> _SELECTED EXCERPT_

· · ·

Closed Geal closed 4 years ago

Geal commented 5 years ago

with @clementd-fretlink, we've been looking at a datalog like language to express caveats. Here are some ideas that emerged:

Current questions:

To make it easier to reason about this language, I propose that we write some example facts, rules and queries in that issue.

First example:

authority=[right(file1, read), right(file2, read), right(file1, write)]
----------
caveat1 = resource(X) & operation(read) & right(X, read)  // restrict to read operations
----------
caveat2 = resource(file1)  // restrict to file1 resource

With resource(file1), operation(read) as ambient facts, caveat1 succeeds because resource(file1) & operation(read) & right(file1, read) is true, caveat2 succeeds because the fact resource(file1) succeeds.

With resource(file1), operation(write), caveat1 fails but caveat2 succeeds. With resource(file2), operation(read), caveat1 suceeds but caveat2 fails.

Geal commented 5 years ago

Example of a authentication server having a very broad token that is attenuated before being given to a user. Also showing the idea of having the authority defined by rules:

authority_rules = [
  right(X, read) <- resource(X) & owner(Y, X), // if there is an ambient resource and we own it, we can read it
  right(X, write) <- resource(X)  & owner(Y, X) // if there is an ambient resource and we own it, we can write to it
]
----------
caveat1 = resource(X) & owner(geoffroy, X) // defines a token only usable by geoffroy

With the ambient facts resource(file1), operation(read)and the verifier provided fact owner(geoffroy, file1), caveat1 succeeds. The verifier would also make its own query: resource(X) & operation(Y) & right(X, Y).

Could such a token give more rights accidentally?

Geal commented 5 years ago

Using constraints:

authority=[right(/folder/file1, read), right(/folder/file2, read),
  right(/folder2/file3, read)]
----------
caveat1 = time(T) | T < 2019-02-05T23:00:00Z // expiration date
----------
caveat2 = source_IP(X) | X in [1.2.3.4, 5.6.7.8] // set membership
----------
caveat3 = resource(X) | match(X, /folder/*) // prefix or suffix match

The verifier can present ambient facts like the current time or source IP address. Depending on the type of a value, we could have these kind of operations:

Revocation tokens:

authority=[]
----------
caveat1 = Token_1 not in RevocationList
----------
...

The verifier would have revocation lists in which we can check the inclusion of a token

Geal commented 5 years ago

a token that could be used by various microservices (using hosting as an example), trying to deploy an application:

authority = [organisation(myorg), owner(myorg, myapp), owner(myorg, myapp2)]
authority_rules = [
  right(app, X, Y) <- organisation(myorg) & application(X)
    & owner(myorg, X) | Y in [read, write, deploy] // we get read, write and deploy rights on any application owned by "myorg" organisation
]
----------
caveat1 = application(myapp) & operation(Y) & right (app, myapp, Y) // restrict request to application "myapp"

· · ·

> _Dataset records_
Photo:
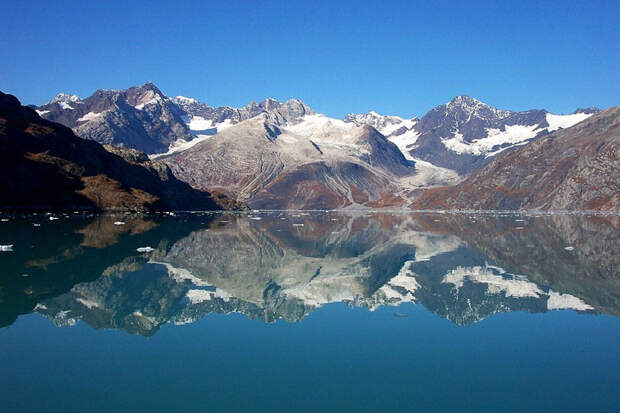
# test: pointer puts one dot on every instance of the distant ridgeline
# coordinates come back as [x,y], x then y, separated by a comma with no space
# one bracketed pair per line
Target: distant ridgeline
[44,166]
[274,155]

· · ·

> _EXERCISE DETAILS_
Update the passage of the datalog caveat discussion above, from "With resource(file1), operation(read)" to "but caveat2 fails.", replacing "ambient facts" with "context facts".

> _RESULT OF THE TASK_
With resource(file1), operation(read) as context facts, caveat1 succeeds because resource(file1) & operation(read) & right(file1, read) is true, caveat2 succeeds because the fact resource(file1) succeeds.

With resource(file1), operation(write), caveat1 fails but caveat2 succeeds. With resource(file2), operation(read), caveat1 suceeds but caveat2 fails.